Rewrite the records from their first line through the line containing "M0 49L0 279L61 246L63 104Z", switching "compact" to "concise" and leaving everything else unchanged.

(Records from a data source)
....
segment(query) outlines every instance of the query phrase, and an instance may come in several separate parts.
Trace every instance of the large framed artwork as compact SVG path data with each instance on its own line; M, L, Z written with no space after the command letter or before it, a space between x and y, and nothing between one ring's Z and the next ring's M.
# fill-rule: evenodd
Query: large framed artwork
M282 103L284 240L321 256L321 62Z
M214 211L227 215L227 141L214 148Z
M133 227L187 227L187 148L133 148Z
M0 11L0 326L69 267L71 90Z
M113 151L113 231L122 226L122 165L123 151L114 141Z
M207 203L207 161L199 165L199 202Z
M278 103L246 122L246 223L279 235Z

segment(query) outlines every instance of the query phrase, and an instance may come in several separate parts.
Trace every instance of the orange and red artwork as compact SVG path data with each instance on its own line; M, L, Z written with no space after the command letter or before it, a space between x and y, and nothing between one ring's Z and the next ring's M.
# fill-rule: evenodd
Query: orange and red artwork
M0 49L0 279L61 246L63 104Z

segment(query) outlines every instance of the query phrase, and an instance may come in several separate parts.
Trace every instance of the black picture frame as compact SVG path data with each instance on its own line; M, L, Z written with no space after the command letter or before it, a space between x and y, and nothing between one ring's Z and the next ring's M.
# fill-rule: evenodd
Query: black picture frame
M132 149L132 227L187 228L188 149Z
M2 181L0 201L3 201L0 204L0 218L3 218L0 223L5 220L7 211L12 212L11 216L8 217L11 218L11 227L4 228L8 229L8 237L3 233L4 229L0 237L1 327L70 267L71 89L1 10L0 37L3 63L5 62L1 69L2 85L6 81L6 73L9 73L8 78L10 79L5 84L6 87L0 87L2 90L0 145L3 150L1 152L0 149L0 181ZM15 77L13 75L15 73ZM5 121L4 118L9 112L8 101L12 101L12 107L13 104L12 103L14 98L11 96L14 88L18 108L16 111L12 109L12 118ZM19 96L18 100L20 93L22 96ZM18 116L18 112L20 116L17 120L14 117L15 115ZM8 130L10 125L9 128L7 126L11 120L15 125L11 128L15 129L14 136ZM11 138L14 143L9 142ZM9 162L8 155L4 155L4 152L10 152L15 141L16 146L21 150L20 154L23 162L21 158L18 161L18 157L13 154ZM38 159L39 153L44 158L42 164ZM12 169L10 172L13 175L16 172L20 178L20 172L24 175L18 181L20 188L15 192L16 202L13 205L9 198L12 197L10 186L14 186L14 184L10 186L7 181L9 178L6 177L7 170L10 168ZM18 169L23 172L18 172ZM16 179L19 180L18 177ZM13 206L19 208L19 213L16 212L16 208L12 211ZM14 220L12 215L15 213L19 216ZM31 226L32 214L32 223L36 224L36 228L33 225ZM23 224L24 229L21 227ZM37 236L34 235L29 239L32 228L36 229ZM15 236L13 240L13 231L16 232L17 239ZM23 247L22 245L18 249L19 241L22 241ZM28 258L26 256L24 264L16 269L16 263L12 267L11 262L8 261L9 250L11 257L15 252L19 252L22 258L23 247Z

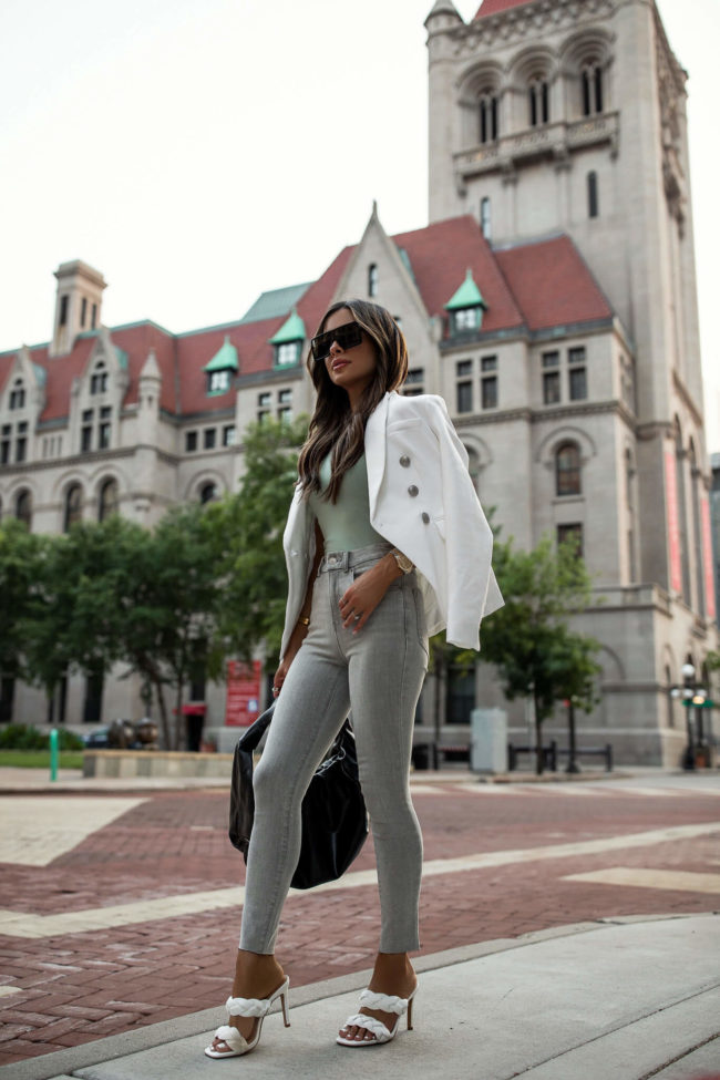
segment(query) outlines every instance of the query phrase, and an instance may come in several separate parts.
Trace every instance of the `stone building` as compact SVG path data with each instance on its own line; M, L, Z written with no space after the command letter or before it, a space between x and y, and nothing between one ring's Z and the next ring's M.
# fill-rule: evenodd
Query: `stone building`
M467 24L438 0L425 25L430 224L389 236L373 208L317 281L184 335L104 327L102 275L62 265L52 341L0 354L3 513L41 531L114 510L152 524L236 490L248 421L311 408L322 311L377 298L408 339L405 392L445 398L503 535L582 547L601 603L578 627L603 642L583 741L675 763L669 688L718 645L685 73L651 0L484 0ZM16 714L33 693L14 688ZM93 712L89 693L71 680L69 720ZM429 686L421 729L436 700ZM463 741L472 703L501 696L479 665L439 701ZM136 687L107 680L104 718L137 709ZM222 687L208 710L220 724Z

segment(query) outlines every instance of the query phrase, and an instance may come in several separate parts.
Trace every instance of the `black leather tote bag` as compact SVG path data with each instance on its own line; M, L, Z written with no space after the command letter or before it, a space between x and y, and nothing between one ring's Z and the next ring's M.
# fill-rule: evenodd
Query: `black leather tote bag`
M274 711L275 702L247 729L235 748L228 835L246 862L255 816L253 751ZM348 720L316 770L301 813L302 842L290 882L292 888L312 888L337 881L360 853L368 835L368 812L360 789L354 736Z

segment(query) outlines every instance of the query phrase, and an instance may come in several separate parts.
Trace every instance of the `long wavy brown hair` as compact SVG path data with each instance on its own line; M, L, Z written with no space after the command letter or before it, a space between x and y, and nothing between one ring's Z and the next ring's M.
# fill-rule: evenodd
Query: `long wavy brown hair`
M310 421L308 438L300 451L298 470L302 492L319 492L320 465L332 452L330 484L323 496L336 503L340 494L342 477L364 453L366 424L370 414L378 408L385 393L397 390L408 376L408 347L400 328L389 311L369 300L339 300L328 308L320 320L316 337L322 333L331 315L347 308L370 339L376 351L376 371L372 381L366 387L357 412L350 408L350 399L344 390L336 387L325 360L308 357L308 371L317 401Z

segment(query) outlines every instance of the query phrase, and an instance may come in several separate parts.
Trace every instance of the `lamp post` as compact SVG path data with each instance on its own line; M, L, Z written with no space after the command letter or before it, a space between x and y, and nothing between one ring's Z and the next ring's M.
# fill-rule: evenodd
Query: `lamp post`
M697 747L702 747L702 706L708 696L704 687L695 685L695 665L688 662L682 665L682 686L670 687L670 697L682 698L686 710L686 726L688 742L682 754L682 768L688 771L696 768L696 739L692 723L692 709L698 710L698 740Z

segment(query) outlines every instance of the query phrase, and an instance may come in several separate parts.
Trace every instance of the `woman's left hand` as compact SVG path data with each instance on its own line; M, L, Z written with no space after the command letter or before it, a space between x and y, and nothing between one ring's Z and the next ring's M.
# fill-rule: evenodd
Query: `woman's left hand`
M340 599L342 625L353 627L353 634L361 630L378 607L389 586L402 570L392 555L385 555L373 567L356 578Z

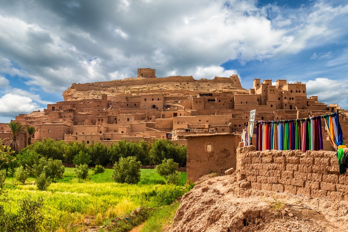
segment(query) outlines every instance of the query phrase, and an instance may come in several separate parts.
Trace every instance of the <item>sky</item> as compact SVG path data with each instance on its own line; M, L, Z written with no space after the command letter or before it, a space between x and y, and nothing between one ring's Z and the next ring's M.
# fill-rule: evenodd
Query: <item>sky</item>
M0 1L0 122L62 101L71 83L237 74L307 84L348 109L346 1Z

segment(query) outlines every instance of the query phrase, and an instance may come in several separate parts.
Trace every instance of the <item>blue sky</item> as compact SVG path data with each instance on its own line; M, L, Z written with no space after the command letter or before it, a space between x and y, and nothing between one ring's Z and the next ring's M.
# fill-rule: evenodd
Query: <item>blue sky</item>
M0 2L0 122L62 101L73 82L238 74L307 84L348 109L344 1Z

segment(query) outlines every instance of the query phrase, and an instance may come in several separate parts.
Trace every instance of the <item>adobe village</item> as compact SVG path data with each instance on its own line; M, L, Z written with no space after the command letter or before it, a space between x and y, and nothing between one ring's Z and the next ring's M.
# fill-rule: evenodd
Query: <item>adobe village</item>
M157 77L149 68L137 74L73 83L64 101L11 122L35 127L33 144L50 138L86 147L125 141L187 146L181 168L195 185L179 198L163 231L347 231L348 118L339 106L286 80L256 78L247 90L237 75ZM11 130L3 122L6 145ZM28 136L19 134L16 150L30 145ZM112 224L123 221L115 214ZM74 223L82 225L78 231L127 231L103 226L96 214L82 215ZM135 226L142 223L131 231L145 231Z

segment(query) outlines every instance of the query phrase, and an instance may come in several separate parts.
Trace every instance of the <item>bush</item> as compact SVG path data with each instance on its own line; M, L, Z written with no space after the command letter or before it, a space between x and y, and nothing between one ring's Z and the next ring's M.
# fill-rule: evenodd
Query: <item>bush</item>
M47 188L52 183L52 179L50 177L46 178L45 173L42 173L35 179L36 181L36 186L39 190L46 191Z
M155 202L159 206L170 205L185 193L182 187L172 184L165 187L157 192Z
M136 184L140 179L141 163L133 156L121 157L113 166L111 179L118 183Z
M72 163L77 166L81 164L88 165L90 162L90 155L88 153L84 152L82 151L75 156L74 160L72 161Z
M24 170L23 166L21 166L17 168L15 176L17 181L21 182L23 184L24 184L25 183L25 181L29 177L29 173Z
M75 173L78 178L85 179L88 176L88 165L85 164L76 165Z
M168 176L168 183L176 185L179 185L181 176L181 174L177 171L175 171L174 173L170 174Z
M156 166L156 170L160 176L168 176L174 173L177 170L179 164L175 163L172 159L167 159L165 158L162 161L162 163Z
M103 173L105 171L105 169L101 165L97 165L95 166L95 167L93 169L93 172L94 174L99 174L99 173Z
M43 171L47 177L49 177L52 181L55 179L62 179L65 171L65 168L62 164L62 160L53 160L49 159L44 167Z

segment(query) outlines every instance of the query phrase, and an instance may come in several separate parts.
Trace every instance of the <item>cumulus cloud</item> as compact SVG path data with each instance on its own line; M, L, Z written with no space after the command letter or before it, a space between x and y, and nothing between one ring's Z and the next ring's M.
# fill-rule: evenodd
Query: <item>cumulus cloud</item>
M338 104L348 109L348 99L345 97L348 91L348 83L340 80L318 78L306 82L307 97L318 96L318 101L326 104Z
M347 5L313 1L283 11L257 4L2 1L0 73L57 93L73 82L135 77L140 67L156 69L158 77L211 78L237 73L220 67L229 60L245 63L296 53L348 31Z
M43 110L30 97L7 94L0 98L0 116L14 118L19 113Z

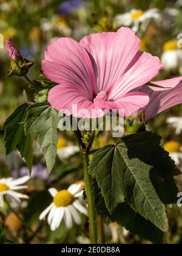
....
* **Exercise result**:
segment(query) outlines every instance of the query phrase, and an instance may come in several separate parts.
Trace every instance of the large framed artwork as concise SVG path data with each instance on its own line; M, L, Z written with no space after the command letter or before it, a space between x and y, and nothing between one ring's Z and the next ring's M.
# fill-rule: evenodd
Query: large framed artwork
M282 103L284 240L321 256L321 62Z
M214 211L227 215L227 141L214 148Z
M133 227L187 227L187 148L133 148Z
M0 11L0 326L69 267L71 90Z
M113 151L113 231L122 226L122 165L123 151L114 141Z
M207 203L207 161L199 165L199 202Z
M278 103L246 122L246 223L279 235Z

segment(query) outlines every instance of the query phrase, and an instance may come in several separate parts.
Trace every instance of the orange and red artwork as concise SVG path data with each instance on its own line; M, L, Z written with no space after the command letter or before it, a space between x and y, and nothing between one ring's Z and the next ring's M.
# fill-rule: evenodd
Query: orange and red artwork
M0 49L0 279L61 246L63 104Z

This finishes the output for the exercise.